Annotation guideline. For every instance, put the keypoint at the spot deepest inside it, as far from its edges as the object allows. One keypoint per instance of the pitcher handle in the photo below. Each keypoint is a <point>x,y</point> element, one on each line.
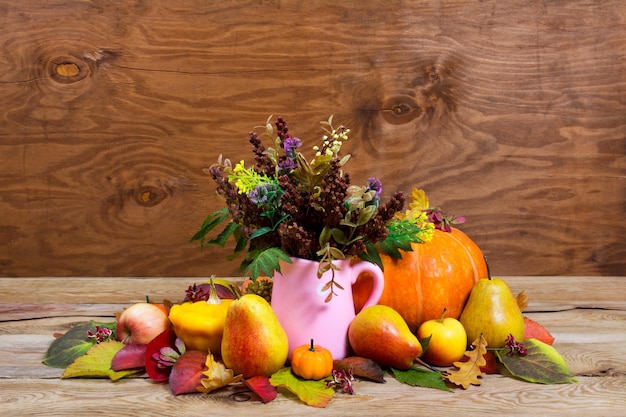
<point>378,280</point>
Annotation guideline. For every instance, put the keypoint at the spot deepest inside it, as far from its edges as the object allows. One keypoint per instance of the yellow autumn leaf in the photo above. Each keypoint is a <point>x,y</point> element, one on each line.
<point>216,375</point>
<point>96,363</point>
<point>467,373</point>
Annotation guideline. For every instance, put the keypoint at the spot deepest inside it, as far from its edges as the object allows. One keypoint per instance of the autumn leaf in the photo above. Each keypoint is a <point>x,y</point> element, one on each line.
<point>131,356</point>
<point>542,364</point>
<point>420,378</point>
<point>261,386</point>
<point>187,372</point>
<point>534,330</point>
<point>155,370</point>
<point>522,301</point>
<point>361,367</point>
<point>311,392</point>
<point>96,363</point>
<point>216,375</point>
<point>467,373</point>
<point>73,344</point>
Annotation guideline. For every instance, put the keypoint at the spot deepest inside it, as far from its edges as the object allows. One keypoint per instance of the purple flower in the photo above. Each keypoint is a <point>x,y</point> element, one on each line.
<point>290,145</point>
<point>374,184</point>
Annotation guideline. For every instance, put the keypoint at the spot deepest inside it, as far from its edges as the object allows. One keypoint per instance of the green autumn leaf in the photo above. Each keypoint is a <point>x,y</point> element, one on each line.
<point>73,344</point>
<point>421,378</point>
<point>542,364</point>
<point>313,393</point>
<point>96,363</point>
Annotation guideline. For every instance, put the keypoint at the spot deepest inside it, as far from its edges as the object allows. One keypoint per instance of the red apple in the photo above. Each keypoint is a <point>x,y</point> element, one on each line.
<point>140,323</point>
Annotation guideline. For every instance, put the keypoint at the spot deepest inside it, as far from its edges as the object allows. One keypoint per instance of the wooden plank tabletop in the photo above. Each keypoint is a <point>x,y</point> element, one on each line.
<point>587,316</point>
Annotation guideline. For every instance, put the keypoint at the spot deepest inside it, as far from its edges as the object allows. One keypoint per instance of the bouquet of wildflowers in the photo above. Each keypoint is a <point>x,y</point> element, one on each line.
<point>287,206</point>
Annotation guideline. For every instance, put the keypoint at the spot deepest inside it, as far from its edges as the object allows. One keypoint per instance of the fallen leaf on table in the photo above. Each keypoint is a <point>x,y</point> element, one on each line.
<point>421,378</point>
<point>534,330</point>
<point>216,375</point>
<point>313,393</point>
<point>542,364</point>
<point>96,363</point>
<point>129,357</point>
<point>74,343</point>
<point>467,373</point>
<point>187,372</point>
<point>261,386</point>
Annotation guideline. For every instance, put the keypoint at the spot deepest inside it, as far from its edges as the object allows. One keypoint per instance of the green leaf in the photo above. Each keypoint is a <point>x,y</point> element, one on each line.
<point>313,393</point>
<point>96,363</point>
<point>73,344</point>
<point>260,232</point>
<point>339,236</point>
<point>267,262</point>
<point>390,249</point>
<point>542,364</point>
<point>224,235</point>
<point>372,255</point>
<point>418,377</point>
<point>209,224</point>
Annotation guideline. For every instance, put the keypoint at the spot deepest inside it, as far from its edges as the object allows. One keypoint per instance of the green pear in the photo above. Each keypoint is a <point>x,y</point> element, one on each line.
<point>254,343</point>
<point>380,333</point>
<point>492,310</point>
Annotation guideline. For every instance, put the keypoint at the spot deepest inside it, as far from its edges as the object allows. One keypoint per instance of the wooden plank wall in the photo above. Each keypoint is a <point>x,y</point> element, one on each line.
<point>512,114</point>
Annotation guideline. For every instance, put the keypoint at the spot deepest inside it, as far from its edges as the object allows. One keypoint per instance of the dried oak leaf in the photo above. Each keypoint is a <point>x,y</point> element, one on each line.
<point>216,375</point>
<point>467,373</point>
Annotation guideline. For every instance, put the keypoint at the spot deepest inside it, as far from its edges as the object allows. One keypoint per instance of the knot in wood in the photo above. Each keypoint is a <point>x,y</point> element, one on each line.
<point>401,109</point>
<point>148,196</point>
<point>67,70</point>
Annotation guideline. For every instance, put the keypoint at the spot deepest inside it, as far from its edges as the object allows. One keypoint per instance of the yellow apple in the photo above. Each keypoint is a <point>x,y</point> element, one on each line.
<point>448,340</point>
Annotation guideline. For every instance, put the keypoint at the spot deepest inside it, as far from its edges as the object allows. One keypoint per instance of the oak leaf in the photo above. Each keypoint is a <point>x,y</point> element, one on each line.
<point>467,373</point>
<point>216,375</point>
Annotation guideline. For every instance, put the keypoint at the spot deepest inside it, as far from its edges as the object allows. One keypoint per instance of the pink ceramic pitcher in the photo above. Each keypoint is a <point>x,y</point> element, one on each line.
<point>299,303</point>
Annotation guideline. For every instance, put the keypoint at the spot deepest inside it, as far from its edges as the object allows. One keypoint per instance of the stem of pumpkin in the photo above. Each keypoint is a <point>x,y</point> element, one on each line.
<point>443,313</point>
<point>487,264</point>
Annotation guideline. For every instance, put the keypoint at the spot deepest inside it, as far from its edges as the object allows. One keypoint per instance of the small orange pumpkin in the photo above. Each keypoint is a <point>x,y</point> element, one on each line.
<point>435,275</point>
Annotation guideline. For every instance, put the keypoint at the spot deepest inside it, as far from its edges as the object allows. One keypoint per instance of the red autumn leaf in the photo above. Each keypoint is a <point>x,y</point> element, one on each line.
<point>156,373</point>
<point>261,386</point>
<point>187,372</point>
<point>534,330</point>
<point>131,356</point>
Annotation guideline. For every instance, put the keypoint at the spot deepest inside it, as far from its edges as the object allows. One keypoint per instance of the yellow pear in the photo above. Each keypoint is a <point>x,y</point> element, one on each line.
<point>254,343</point>
<point>380,333</point>
<point>493,311</point>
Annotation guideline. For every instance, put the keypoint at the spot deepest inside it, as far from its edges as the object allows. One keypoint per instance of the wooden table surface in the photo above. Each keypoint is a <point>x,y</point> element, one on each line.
<point>587,316</point>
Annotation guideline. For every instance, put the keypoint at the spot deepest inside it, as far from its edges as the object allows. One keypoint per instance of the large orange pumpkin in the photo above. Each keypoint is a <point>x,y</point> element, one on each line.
<point>435,275</point>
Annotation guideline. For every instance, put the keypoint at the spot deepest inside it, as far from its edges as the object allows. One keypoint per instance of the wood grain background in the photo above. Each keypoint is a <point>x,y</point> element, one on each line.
<point>512,114</point>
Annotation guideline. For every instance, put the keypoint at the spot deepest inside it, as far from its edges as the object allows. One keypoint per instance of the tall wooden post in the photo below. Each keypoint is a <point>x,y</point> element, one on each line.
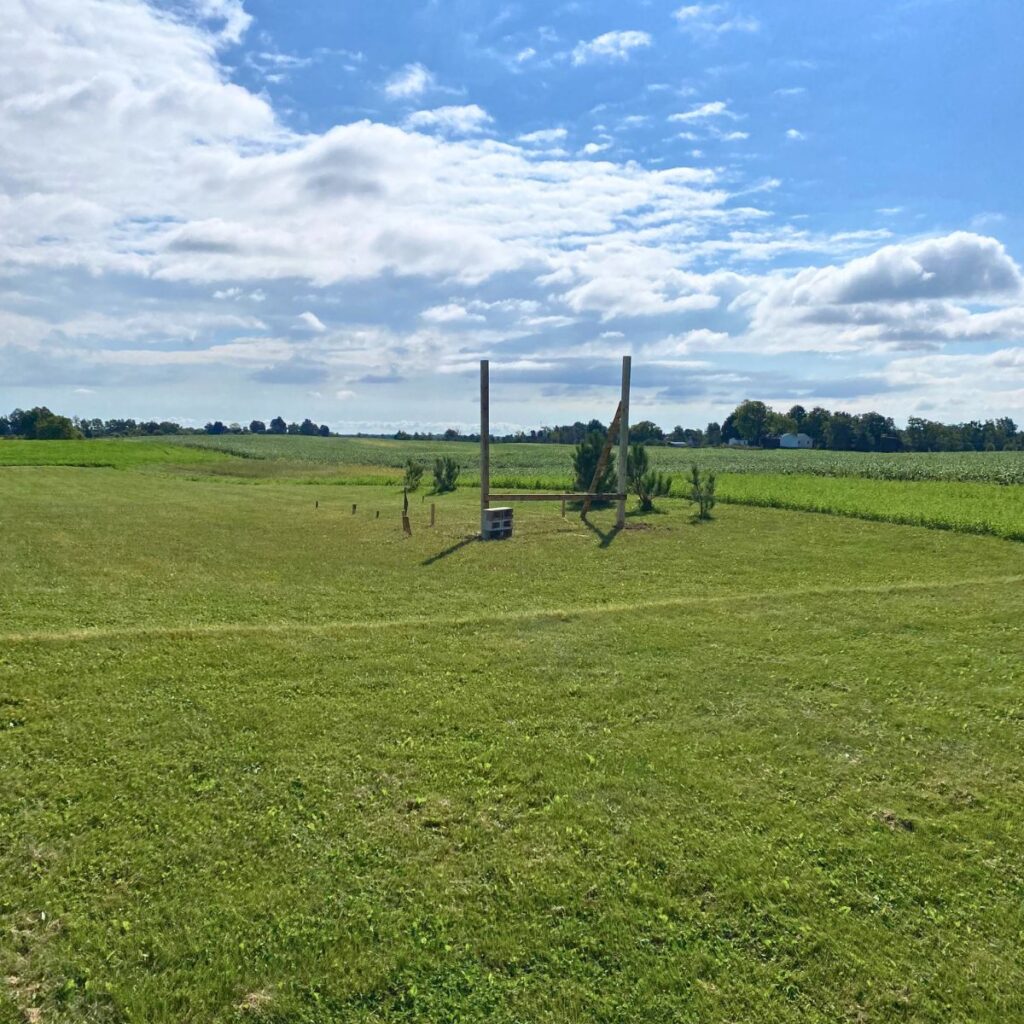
<point>624,441</point>
<point>484,444</point>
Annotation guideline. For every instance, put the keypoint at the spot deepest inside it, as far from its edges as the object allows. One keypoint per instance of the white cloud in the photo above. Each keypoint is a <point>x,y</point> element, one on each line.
<point>452,120</point>
<point>715,109</point>
<point>544,136</point>
<point>410,83</point>
<point>713,19</point>
<point>311,322</point>
<point>981,221</point>
<point>903,295</point>
<point>451,312</point>
<point>610,46</point>
<point>235,20</point>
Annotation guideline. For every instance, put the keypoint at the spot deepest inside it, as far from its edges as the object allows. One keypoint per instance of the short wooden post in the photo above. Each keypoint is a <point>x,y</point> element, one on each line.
<point>624,442</point>
<point>484,444</point>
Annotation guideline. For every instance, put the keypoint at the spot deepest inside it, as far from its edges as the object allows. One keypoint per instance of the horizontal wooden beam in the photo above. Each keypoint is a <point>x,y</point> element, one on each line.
<point>555,498</point>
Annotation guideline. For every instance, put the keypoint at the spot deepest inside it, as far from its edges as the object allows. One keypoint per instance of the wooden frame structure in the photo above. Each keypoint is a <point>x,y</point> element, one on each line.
<point>621,421</point>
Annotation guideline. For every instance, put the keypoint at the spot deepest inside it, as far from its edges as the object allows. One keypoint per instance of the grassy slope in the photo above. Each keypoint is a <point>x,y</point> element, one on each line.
<point>763,769</point>
<point>766,478</point>
<point>119,454</point>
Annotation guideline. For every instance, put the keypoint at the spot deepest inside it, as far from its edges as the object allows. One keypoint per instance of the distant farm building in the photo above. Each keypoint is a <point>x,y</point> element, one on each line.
<point>795,440</point>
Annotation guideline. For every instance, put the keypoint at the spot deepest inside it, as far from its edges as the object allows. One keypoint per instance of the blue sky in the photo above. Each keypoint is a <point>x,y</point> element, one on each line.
<point>225,209</point>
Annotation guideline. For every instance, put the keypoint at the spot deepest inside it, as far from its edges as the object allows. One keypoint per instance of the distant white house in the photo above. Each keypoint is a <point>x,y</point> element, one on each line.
<point>795,440</point>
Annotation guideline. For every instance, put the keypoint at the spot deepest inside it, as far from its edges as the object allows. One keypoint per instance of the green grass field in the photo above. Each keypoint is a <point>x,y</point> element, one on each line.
<point>267,761</point>
<point>968,492</point>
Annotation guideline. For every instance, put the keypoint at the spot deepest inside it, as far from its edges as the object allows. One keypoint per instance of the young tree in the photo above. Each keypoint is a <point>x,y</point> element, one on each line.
<point>445,474</point>
<point>749,420</point>
<point>645,482</point>
<point>585,459</point>
<point>414,474</point>
<point>702,491</point>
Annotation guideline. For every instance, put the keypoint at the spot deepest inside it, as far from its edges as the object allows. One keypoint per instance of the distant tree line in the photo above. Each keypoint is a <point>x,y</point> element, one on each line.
<point>756,423</point>
<point>753,422</point>
<point>41,424</point>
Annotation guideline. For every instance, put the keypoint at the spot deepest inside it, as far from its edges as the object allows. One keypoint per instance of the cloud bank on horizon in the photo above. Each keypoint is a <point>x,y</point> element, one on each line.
<point>206,212</point>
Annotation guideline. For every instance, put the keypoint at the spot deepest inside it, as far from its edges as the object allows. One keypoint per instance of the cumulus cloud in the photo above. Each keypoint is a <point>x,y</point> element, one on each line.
<point>545,136</point>
<point>311,322</point>
<point>929,292</point>
<point>713,19</point>
<point>452,120</point>
<point>610,46</point>
<point>451,312</point>
<point>958,265</point>
<point>715,109</point>
<point>194,180</point>
<point>410,83</point>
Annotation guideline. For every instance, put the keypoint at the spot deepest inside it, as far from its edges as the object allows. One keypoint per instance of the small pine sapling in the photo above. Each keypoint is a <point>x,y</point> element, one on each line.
<point>414,474</point>
<point>445,474</point>
<point>702,491</point>
<point>645,482</point>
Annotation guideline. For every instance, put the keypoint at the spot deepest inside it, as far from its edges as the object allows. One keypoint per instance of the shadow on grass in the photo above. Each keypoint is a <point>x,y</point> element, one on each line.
<point>452,549</point>
<point>606,536</point>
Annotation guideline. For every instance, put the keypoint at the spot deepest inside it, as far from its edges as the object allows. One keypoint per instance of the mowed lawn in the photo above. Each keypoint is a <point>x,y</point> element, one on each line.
<point>264,761</point>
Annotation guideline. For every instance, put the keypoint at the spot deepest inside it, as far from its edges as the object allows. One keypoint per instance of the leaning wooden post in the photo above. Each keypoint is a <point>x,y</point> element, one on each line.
<point>484,445</point>
<point>624,442</point>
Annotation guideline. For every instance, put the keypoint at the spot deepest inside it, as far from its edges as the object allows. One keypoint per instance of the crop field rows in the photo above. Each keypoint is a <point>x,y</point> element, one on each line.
<point>552,461</point>
<point>971,493</point>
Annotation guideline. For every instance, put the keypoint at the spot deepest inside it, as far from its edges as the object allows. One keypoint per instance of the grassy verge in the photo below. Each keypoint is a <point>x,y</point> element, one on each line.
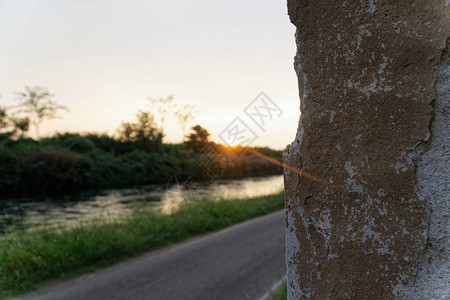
<point>280,293</point>
<point>29,258</point>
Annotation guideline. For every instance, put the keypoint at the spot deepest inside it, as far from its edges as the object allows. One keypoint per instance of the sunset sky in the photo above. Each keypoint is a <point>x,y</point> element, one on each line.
<point>102,59</point>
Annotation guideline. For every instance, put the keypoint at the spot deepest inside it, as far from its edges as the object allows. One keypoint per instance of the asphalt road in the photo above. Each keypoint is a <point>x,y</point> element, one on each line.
<point>239,262</point>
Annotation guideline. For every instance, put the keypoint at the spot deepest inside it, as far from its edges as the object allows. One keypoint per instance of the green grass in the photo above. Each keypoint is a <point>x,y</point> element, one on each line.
<point>280,293</point>
<point>29,258</point>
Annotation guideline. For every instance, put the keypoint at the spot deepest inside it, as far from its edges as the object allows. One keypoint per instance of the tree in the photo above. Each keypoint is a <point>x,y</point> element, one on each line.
<point>185,115</point>
<point>10,125</point>
<point>198,138</point>
<point>37,104</point>
<point>162,107</point>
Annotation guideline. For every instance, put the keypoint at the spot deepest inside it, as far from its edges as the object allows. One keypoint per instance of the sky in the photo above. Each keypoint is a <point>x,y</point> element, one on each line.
<point>103,59</point>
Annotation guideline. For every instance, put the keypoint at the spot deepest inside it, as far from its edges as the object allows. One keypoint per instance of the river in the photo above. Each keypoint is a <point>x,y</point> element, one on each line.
<point>72,209</point>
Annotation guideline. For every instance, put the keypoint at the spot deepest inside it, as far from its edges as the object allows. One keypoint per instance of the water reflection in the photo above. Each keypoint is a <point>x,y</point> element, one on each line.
<point>73,209</point>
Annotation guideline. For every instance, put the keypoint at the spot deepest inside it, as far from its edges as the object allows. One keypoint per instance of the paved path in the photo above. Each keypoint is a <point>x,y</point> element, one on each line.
<point>239,262</point>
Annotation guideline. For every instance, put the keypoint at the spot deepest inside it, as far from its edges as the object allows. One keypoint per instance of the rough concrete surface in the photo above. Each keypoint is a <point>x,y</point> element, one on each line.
<point>368,208</point>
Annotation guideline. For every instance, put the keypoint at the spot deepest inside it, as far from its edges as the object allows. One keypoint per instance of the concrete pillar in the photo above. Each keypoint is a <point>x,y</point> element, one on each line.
<point>368,182</point>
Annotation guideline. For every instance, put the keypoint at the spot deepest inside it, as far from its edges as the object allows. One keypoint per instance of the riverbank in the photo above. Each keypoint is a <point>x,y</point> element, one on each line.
<point>73,162</point>
<point>29,258</point>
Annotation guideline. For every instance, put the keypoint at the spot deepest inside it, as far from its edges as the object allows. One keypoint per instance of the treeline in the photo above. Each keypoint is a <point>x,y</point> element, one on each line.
<point>136,155</point>
<point>73,161</point>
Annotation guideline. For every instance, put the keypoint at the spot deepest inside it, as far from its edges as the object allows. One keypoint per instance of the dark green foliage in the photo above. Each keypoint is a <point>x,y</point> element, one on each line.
<point>28,258</point>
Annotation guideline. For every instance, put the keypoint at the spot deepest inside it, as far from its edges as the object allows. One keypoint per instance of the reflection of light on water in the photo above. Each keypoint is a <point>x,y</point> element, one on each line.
<point>113,204</point>
<point>179,195</point>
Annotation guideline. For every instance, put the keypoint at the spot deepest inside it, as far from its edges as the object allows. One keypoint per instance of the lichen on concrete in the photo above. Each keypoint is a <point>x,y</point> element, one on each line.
<point>367,188</point>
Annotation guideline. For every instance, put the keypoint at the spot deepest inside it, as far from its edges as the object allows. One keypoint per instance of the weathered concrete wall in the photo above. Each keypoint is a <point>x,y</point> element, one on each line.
<point>368,216</point>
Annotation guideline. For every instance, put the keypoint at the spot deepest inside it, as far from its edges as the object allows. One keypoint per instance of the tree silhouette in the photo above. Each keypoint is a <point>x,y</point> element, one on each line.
<point>37,104</point>
<point>185,115</point>
<point>144,131</point>
<point>198,138</point>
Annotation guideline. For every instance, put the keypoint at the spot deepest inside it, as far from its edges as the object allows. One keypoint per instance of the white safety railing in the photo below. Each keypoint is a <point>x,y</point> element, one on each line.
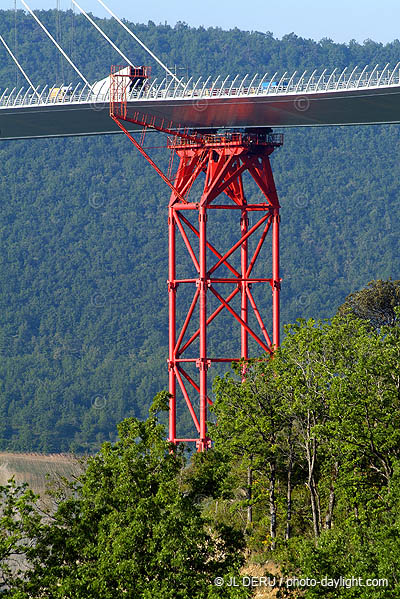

→ **EXERCISE INSTRUCTIONS**
Please recast the material as a numbered list with blank lines dropped, starting with the line containing "the river in" and going on through the line containing "<point>72,209</point>".

→ **TASK OUTPUT**
1. Annotation guideline. For every instance, put the keypoint at the spot deepest inside it, as far from its edges as the object allows. One keypoint per instance of the river in the photo above. Each keypoint is a <point>x,y</point> element, one on each line.
2. <point>72,209</point>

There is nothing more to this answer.